▸ **Passage given**
# Patriotic Swirls Custom Fountain Pen



## wizard (Apr 7, 2014)

Another one that came together a little at a time. Sports a #6 medium tip polished Bock nib and a sterling silver center band. Doc


----------



## Cmiles1985 (Apr 7, 2014)

That is stunning! Great job on this piece.


----------



## bobjackson (Apr 7, 2014)

Fantastic pen and blank. Great job.


----------



## bobjackson (Apr 7, 2014)

Fantastic blank and pen. Great job.


----------



## bobjackson (Apr 7, 2014)

Fantastic pen and blank. Great job


----------



## Hendu3270 (Apr 7, 2014)

Wow! Another one to strive for. Man, that's truly stunning.


----------



## anthonyd (Apr 7, 2014)

Spectacular!

Tony


----------



## Kaspar (Apr 7, 2014)

That is outstanding!  Bravo!


----------



## seamus7227 (Apr 8, 2014)

Excellent work Doc!! If for whatever reason you are not happy with this one, i have a right hand that would love to write with it! LOL


----------



## thebillofwrites (Apr 8, 2014)

Very nice !!!


----------



## Jim15 (Apr 8, 2014)

Beautiful work.


----------



## Band Saw Box (Apr 8, 2014)

Stunning pen. Great job


----------



## Dalecamino (Apr 8, 2014)

Smooth Doc!


----------



## Twissy (Apr 8, 2014)

Nicely done Doc!


----------



## Exabian (Apr 8, 2014)

Great job I love the look.


----------



## dbledsoe (Apr 8, 2014)

If I had a vote I would put that one on the front page!

▸ **Description of the task**
Pick up the forum thread about the custom fountain pen after its last reply and continue it.

▸ **Source excerpt**
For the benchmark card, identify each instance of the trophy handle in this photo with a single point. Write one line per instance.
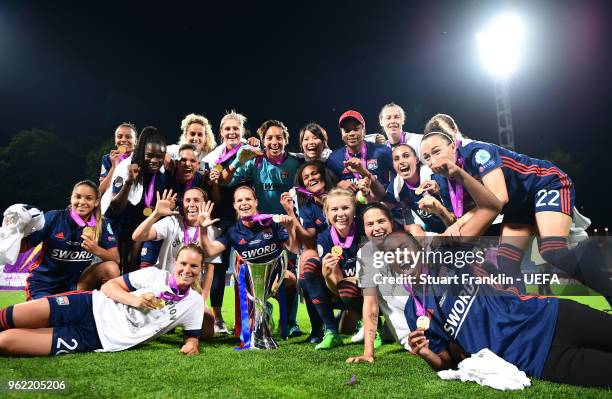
(281, 276)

▸ **Answer to the task**
----------



## walshjp17 (Apr 8, 2014)

Outstanding workmanship, Doc.  Beautiful blank, gorgeous pen.


----------



## BJohn (Apr 8, 2014)

Awesome Job


----------



## OZturner (Apr 9, 2014)

Beautiful Pen Doc,
Outstanding Blank,
Great Profile, Proportions and Lines,
Terrific Fit and Finish.
Magnificent.
Brian.


----------



## neubee (Apr 9, 2014)

Those colors take your breath away; the pen looks great


----------



## BayouPenturner (Apr 9, 2014)

This pen is outstanding.  The blank is one of the prettiest I have seen.  The pen came out great.


----------



## johncrane (Apr 9, 2014)

Doc!
I think this is a show stopper or winning combination,great pen/work


----------



## jeff (Apr 9, 2014)

Looks great on the front page. Compliments the other pen there nicely :biggrin:


----------



## bluwolf (Apr 10, 2014)

Doc, that's a beauty. I really like the proportions.

Mike


----------



## skiprat (Apr 10, 2014)

Looks very cool. The nice broad band is screaming out for some engraving!!:biggrin:
Congrat to both of you on the dual cover shots. I think that must be a first for IAP. :good::good:
You should save a screen shot for posterity.


----------



## Carl Fisher (Apr 10, 2014)

Definitely cool front page material.


----------



## Twissy (Apr 10, 2014)

Congrats on the front page Doc! Looking great and well deserved.


----------



## wizard (Apr 10, 2014)

Jeff, Thank you for the honor of being able to share the front page with my son. I also want to thank you and all the members of this site for providing a safe haven where, at any time of the day, I can get shelter from the vicissitudes of life and work. I feel honored and privileged to be a part of the IAP. Thanks all. Warm Regards, Doc


----------



## skiprat (Apr 10, 2014)

wizard said:


> ...... *vicissitudes* ........


 
Ok folks, hands up if like me you had to look that one up!!:redface:

I guess the Doc never wasted his educashun!!:biggrin:


----------



## Hendu3270 (Apr 10, 2014)

skiprat said:


> wizard said:
> 
> 
> > ...... *vicissitudes* ........
> ...


 
You didn't know what that meant?? 

The featured pen "father/son" is one of the coolest featured pen pics I've seen to date.


----------



## wizard (Apr 10, 2014)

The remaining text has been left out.